Polecenie ::
W jakiej wysokości grzywnę orzekł sąd wobec oskarżonego prezesa według tekstu o wyroku w sprawie SM Orłowiec?

Fragment dokumentu ::
Zapadł wyrok w sprawie SM Orłowiec. Prezes zapowiada apelację
Przed Sądem Okręgowym w Rybniku zapadł wyrok w sprawie prezesa Spółdzielni Mieszkaniowej Orłowiec. Sprawa dotyczy wyrządzenia znacznej szkody majątkowej.
Zapadł wyrok w sprawie SM Orłowiec. Prezes zapowiada apelację
- 10 czerwca 2022 roku zapadł wyrok skazujący Prezesa Spółdzielni Mieszkaniowej, oskarżonego z art. 296 § 1 i 3 kk. Wyrok jest nieprawomocny z uwagi na zapowiedź apelacji - informuje nas wiceprezes Sądu Okręgowego w Rybniku sędzia Ewa Janik. Art. 296 stanowi: "Kto, będąc obowiązany na podstawie przepisu ustawy, decyzji właściwego organu lub umowy do zajmowania się sprawami majątkowymi lub działalnością gospodarczą osoby fizycznej, prawnej albo jednostki organizacyjnej nie mającej osobowości prawnej, przez nadużycie udzielonych mu uprawnień lub niedopełnienie ciążącego na nim obowiązku, wyrządza jej znaczną szkodę majątkową, podlega karze pozbawienia wolności od 3 miesięcy do lat 5." Zgodnie z Kodeksem Karnym za przestępstwo maksymalnie sąd mógł orzec natomiast do 10 lat pozbawienia wolności - bo wyrządzona szkoda w mieniu zaistniała w wielkich rozmiarach (§3).
Sąd w stosunku do oskarżonego orzekł wyrok jednego roku pozbawienia wolności w zawieszeniu na trzy lata, grzywnę w wys. 60 tys. zł oraz pokrycie kosztów procesu w wys. 12. tys. zł.

Pozycje zbioru ::
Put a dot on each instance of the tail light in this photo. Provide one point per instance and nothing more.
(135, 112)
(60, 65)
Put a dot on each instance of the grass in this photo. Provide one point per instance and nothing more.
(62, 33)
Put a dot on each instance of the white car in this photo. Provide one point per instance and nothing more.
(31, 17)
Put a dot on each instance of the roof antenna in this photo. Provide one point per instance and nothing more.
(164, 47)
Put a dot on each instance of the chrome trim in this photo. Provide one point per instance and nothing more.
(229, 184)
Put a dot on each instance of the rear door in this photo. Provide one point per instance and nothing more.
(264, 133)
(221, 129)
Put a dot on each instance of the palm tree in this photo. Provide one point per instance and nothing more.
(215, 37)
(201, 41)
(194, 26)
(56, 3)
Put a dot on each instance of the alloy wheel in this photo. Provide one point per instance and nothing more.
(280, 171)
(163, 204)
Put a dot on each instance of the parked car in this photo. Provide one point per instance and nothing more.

Oczekiwana odpowiedź ::
60 tys. zł.